Page text
+ + + + + + +
On the 6th of August, the conclave elected Cardinal Maffeo Barberini, of a family originally Florentine, who had only attained his fifty-fifth year; a man respectable at once from his talents, his habits of business, and his moral character. It was observed that, during the sittings of the conclave, a hive of bees swarmed under one of their windows, an incident rendered notable from the Barberini carrying that insect in their arms. On ascending the chair of St. Peter, the first business which occupied Urban VIII. was the important accession to the ecclesiastical state promised by the Prince of Urbino's death. There was no legal doubt that the fief, limited to the male line of Guidobaldo II., must lapse on that of the old Duke; but the struggles whereby church vassals had formerly supplied, by steel or gold, similar defects of constitutional title, were not forgotten, and the College of Cardinals looked upon the infant Princess as a subject of keen interest.[*110] It was, therefore, not without jealousy that they learned her sudden betrothal to so powerful a sovereign; and the Pontiff's remonstrances, though avowedly grounded on the conclusion of that important transaction without enabling him to display his friendly respect for the parties, were probably intended to keep the arrangement open for after cavil. A brief interval supplied new grounds for anxiety, on the arrival of a messenger from Francesco Maria with tidings of an overture on the part of the Emperor Ferdinand II., directly at variance with the pretensions of the Holy See. Ferdinand had accompanied his condolence with a proposal that the Duke should recognise the imperial title to the countships of Montefeltro and Castel Durante on his death, as being original fiefs of the empire, and offered to renew the investiture of these in favour of the infant heiress. But, faithful to his ecclesiastical allegiance, the Duke courteously declined availing himself of a favour which seemed more likely to reawaken the slumbering controversies (though scarcely now the conflicts) between Guelph and Ghibelline, than to secure any available benefit to Princess Vittoria. Pleading a disinclination to open up questions that might disturb the peace of his declining years, he left it to the Emperor, when these should close, to transact any such arrangement directly with the Holy See; a reply which pleased neither him nor the Grand Duke.
+ + + + + + +
[Annotated photo localization data]
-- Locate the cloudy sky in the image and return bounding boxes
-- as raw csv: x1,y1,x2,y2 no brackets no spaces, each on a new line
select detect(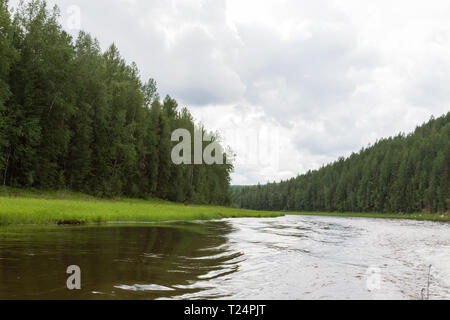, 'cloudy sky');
10,0,450,184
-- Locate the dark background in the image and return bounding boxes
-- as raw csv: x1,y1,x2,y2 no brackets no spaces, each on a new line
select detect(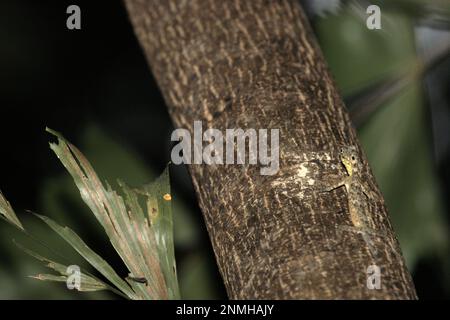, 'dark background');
0,0,450,299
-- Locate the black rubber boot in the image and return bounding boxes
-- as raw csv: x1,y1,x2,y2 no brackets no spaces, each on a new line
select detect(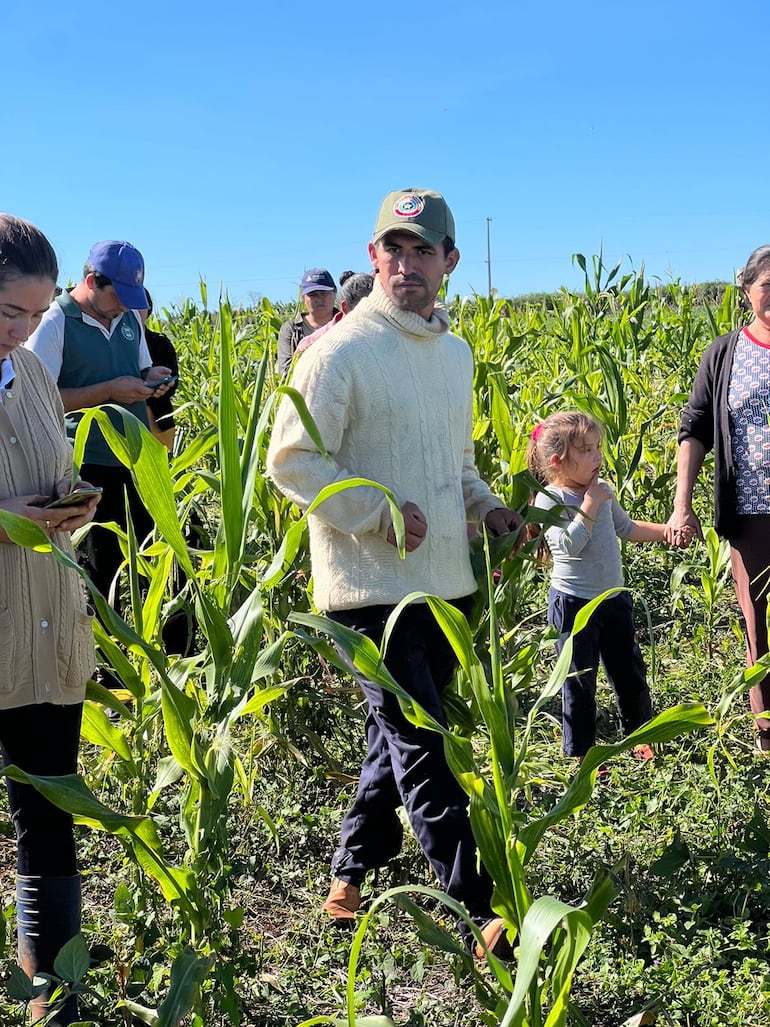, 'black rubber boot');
16,874,80,1027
+ + + + + + +
Problem
Which names in the conclave passage include a Roman numeral? List each as it appears. The rows are a separate set of material, unrelated to the conclave passage.

Exercise answer
- Guidobaldo II.
- Urban VIII.
- Emperor Ferdinand II.